● **Instruction**: Count the lines in the data below that contain the word "covered", matching case exactly, and give only that number.

● **Task data**:
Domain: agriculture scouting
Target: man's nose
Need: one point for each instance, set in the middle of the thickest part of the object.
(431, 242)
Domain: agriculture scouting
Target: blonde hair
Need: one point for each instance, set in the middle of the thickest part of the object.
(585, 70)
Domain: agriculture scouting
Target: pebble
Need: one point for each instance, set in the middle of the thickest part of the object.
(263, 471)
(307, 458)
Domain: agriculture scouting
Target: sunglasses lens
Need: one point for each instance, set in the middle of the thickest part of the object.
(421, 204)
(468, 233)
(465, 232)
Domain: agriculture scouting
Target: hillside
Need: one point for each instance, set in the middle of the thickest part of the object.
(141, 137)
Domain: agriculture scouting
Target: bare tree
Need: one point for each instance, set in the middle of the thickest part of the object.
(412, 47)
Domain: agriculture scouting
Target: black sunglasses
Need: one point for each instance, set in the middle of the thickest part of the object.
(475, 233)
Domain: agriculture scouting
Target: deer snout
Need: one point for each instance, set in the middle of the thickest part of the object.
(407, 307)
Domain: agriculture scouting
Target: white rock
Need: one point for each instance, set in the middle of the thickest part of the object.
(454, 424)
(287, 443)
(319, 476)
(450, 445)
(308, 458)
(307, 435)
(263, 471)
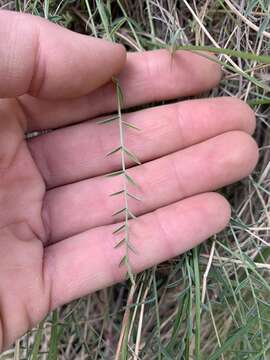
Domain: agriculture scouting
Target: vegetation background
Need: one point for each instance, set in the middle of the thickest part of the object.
(212, 302)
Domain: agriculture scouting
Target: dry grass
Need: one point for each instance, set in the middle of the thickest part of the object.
(232, 296)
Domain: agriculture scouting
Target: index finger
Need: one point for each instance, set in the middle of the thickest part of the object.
(47, 61)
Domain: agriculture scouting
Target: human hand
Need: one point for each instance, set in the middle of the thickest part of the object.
(55, 219)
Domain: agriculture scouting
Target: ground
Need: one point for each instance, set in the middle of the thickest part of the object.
(215, 297)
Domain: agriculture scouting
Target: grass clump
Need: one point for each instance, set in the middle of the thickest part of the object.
(213, 301)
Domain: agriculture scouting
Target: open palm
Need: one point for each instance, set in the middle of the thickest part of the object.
(56, 241)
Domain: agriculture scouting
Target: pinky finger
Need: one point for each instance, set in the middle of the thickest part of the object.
(88, 261)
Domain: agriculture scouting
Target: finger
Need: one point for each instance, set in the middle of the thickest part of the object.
(203, 167)
(147, 77)
(88, 262)
(78, 152)
(48, 61)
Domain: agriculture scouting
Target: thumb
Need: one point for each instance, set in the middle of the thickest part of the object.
(48, 61)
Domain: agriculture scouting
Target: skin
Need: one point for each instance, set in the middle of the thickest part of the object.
(56, 241)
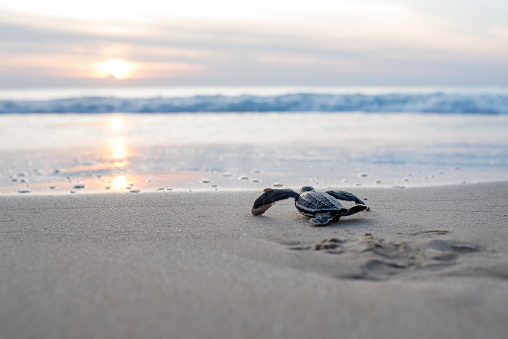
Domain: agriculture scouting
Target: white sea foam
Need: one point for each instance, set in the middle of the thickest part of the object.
(437, 102)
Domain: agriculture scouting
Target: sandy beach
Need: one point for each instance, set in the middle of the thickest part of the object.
(423, 263)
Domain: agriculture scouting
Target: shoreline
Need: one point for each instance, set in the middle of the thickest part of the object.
(424, 262)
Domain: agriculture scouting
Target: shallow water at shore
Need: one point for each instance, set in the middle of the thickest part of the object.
(51, 153)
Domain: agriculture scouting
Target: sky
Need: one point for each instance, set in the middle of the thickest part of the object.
(61, 43)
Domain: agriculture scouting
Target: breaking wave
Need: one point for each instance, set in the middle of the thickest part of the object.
(398, 102)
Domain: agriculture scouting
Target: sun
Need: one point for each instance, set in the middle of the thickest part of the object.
(118, 68)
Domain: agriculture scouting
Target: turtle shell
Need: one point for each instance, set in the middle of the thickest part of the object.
(310, 203)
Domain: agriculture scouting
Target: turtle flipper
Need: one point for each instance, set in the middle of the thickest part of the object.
(346, 196)
(270, 197)
(322, 219)
(353, 210)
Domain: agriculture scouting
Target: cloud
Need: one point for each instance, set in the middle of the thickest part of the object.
(374, 42)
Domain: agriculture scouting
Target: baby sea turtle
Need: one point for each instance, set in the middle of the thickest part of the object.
(321, 207)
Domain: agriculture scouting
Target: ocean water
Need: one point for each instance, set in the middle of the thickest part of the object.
(137, 141)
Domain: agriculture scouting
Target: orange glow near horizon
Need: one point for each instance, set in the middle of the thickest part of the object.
(118, 68)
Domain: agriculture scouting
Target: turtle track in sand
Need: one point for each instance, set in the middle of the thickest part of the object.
(373, 258)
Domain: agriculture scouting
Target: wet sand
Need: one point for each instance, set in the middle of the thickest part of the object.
(424, 262)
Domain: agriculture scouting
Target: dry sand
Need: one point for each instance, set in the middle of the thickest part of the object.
(423, 263)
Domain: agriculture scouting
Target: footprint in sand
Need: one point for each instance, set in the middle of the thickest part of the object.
(381, 259)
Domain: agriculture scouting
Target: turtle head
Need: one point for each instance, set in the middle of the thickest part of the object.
(307, 189)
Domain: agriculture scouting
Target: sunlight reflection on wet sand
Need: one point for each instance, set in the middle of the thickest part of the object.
(132, 152)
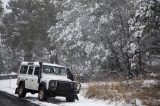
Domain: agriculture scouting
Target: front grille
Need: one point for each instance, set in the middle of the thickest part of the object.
(64, 86)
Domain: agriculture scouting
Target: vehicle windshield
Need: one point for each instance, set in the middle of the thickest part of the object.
(54, 70)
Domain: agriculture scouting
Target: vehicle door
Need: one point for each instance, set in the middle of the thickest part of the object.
(35, 83)
(28, 80)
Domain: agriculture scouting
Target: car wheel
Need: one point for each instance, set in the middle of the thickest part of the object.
(42, 96)
(70, 99)
(21, 91)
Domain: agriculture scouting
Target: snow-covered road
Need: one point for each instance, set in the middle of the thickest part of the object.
(10, 85)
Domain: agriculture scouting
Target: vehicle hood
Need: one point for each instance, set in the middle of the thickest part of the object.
(56, 77)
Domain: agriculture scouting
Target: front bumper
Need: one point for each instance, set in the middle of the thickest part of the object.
(62, 88)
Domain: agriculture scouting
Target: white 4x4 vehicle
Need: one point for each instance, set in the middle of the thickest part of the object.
(48, 80)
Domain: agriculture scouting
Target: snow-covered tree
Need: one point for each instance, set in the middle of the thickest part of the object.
(146, 27)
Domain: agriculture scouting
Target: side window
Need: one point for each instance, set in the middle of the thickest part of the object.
(23, 69)
(30, 71)
(36, 72)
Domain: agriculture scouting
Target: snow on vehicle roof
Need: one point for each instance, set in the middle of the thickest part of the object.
(37, 64)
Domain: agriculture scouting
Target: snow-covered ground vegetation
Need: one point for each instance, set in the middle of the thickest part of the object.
(10, 85)
(136, 92)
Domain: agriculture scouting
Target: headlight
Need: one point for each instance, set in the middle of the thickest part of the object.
(53, 85)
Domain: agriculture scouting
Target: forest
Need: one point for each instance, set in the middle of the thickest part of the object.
(94, 38)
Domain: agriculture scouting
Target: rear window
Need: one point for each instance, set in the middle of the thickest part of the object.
(23, 69)
(30, 71)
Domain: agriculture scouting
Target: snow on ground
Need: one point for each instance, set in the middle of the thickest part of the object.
(12, 73)
(10, 85)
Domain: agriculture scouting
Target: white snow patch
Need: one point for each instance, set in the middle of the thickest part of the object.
(148, 83)
(10, 85)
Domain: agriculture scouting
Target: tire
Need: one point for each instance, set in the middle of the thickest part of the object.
(70, 99)
(21, 91)
(42, 95)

● **Correct result**: 3